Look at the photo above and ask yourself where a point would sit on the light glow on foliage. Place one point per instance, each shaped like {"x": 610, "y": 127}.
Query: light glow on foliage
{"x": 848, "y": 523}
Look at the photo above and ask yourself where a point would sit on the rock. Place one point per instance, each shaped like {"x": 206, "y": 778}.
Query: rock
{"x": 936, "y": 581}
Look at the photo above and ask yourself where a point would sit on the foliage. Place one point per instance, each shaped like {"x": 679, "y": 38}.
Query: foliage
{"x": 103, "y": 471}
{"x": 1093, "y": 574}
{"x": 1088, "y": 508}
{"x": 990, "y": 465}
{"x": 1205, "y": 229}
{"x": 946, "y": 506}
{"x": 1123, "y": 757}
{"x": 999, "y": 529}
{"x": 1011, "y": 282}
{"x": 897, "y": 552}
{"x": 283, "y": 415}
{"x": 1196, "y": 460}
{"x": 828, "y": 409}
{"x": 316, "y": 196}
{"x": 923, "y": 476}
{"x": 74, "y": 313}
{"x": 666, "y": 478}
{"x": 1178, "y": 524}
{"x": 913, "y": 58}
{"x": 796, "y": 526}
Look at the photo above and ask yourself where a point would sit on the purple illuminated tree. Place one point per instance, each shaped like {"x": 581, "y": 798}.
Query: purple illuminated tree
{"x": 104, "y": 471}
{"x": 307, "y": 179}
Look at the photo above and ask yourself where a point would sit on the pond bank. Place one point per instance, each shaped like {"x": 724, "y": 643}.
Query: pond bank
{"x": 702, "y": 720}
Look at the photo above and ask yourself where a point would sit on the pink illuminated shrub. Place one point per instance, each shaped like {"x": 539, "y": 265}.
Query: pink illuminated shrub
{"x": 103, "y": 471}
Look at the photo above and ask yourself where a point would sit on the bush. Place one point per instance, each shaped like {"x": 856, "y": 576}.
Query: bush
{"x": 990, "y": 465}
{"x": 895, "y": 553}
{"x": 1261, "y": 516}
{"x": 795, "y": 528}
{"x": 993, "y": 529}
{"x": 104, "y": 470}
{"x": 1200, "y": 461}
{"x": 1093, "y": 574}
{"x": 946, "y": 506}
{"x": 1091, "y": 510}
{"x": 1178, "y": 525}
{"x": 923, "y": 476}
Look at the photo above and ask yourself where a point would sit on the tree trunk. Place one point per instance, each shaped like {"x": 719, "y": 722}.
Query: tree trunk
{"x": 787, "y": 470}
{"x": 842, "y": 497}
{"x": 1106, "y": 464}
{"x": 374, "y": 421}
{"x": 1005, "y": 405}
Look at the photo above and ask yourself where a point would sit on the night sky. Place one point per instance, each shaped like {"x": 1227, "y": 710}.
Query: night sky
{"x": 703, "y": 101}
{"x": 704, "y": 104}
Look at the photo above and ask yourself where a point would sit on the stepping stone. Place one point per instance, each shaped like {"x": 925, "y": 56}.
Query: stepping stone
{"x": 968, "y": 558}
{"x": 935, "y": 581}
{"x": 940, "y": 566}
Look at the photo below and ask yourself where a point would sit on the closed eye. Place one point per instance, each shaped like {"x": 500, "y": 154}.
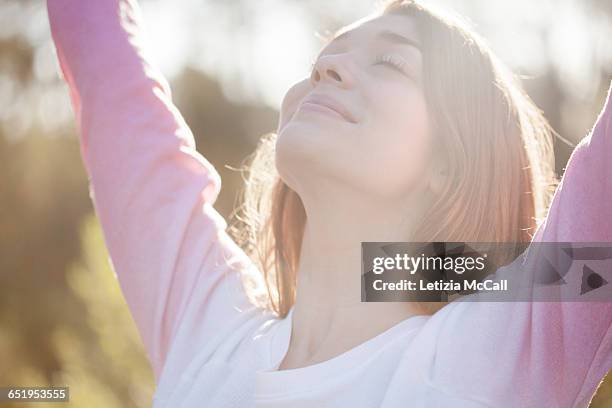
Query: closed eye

◇ ◇ ◇

** PROBLEM TO SOLVE **
Reproduce all of the data above, substituting "image" for every occurrence of "photo" and keeping everything else the same. Do not include the pictures.

** EXERCISE OUTPUT **
Look at the image above and ask yourself where a point would sit on the light glow on foliage. Place one point per instance, each shaped like {"x": 610, "y": 127}.
Query: light glow on foliage
{"x": 848, "y": 523}
Look at the image above and ask yourself where a point would sit on the rock. Place one point per instance, each shaped like {"x": 206, "y": 778}.
Query: rock
{"x": 936, "y": 581}
Look at the image above and ask yourself where a point would sit on the foliage. Place one point per instance, each shaped like {"x": 679, "y": 38}.
Query: foliage
{"x": 103, "y": 471}
{"x": 1093, "y": 574}
{"x": 1088, "y": 508}
{"x": 990, "y": 465}
{"x": 1205, "y": 229}
{"x": 946, "y": 506}
{"x": 1123, "y": 757}
{"x": 999, "y": 529}
{"x": 1011, "y": 282}
{"x": 897, "y": 552}
{"x": 283, "y": 415}
{"x": 1196, "y": 460}
{"x": 828, "y": 409}
{"x": 316, "y": 196}
{"x": 923, "y": 476}
{"x": 74, "y": 313}
{"x": 666, "y": 478}
{"x": 1178, "y": 524}
{"x": 913, "y": 58}
{"x": 796, "y": 526}
Look at the image above and ask yourself where a point would sit on the purple illuminated tree. Place one point per instance, each shaped like {"x": 581, "y": 798}.
Query: purple illuminated tree
{"x": 104, "y": 471}
{"x": 307, "y": 179}
Look at the image above and ask yourself where a point would sit on the pond bank. Place one point per instance, each shaped like {"x": 724, "y": 643}.
Query: pond bank
{"x": 702, "y": 720}
Look at the image above and ask yourself where a point would sit on the pink illuminated shrub. Place one point per instance, each shaped like {"x": 539, "y": 265}.
Query: pink illuminated shrub
{"x": 103, "y": 471}
Look at the image above and ask yourself where a point would sit on the bush. Place one point per instance, each shaped like {"x": 856, "y": 576}.
Query: bush
{"x": 990, "y": 465}
{"x": 895, "y": 553}
{"x": 1261, "y": 516}
{"x": 795, "y": 528}
{"x": 993, "y": 529}
{"x": 104, "y": 470}
{"x": 1200, "y": 461}
{"x": 1093, "y": 574}
{"x": 946, "y": 506}
{"x": 1091, "y": 510}
{"x": 1178, "y": 525}
{"x": 923, "y": 476}
Look at the image above and ask yourself where a point would sit on the tree trunk. Place one point per instance, each shaped like {"x": 719, "y": 722}.
Query: tree trunk
{"x": 787, "y": 470}
{"x": 842, "y": 497}
{"x": 1106, "y": 464}
{"x": 374, "y": 421}
{"x": 1005, "y": 405}
Look at the image above and ask yourself where a point would sit on the night sky. Place one point per instance, each shaped like {"x": 1227, "y": 710}.
Query: night sky
{"x": 703, "y": 101}
{"x": 704, "y": 104}
Look at the image above and ask yourself where a point would sit on the stepping stone. Place one point per instance, each shaped like {"x": 925, "y": 56}.
Query: stepping stone
{"x": 968, "y": 558}
{"x": 935, "y": 581}
{"x": 940, "y": 566}
Look at the image below and ask yourself where a point would sit on the closed eye. Place one point per instance, each shaped like {"x": 500, "y": 154}.
Query: closed eye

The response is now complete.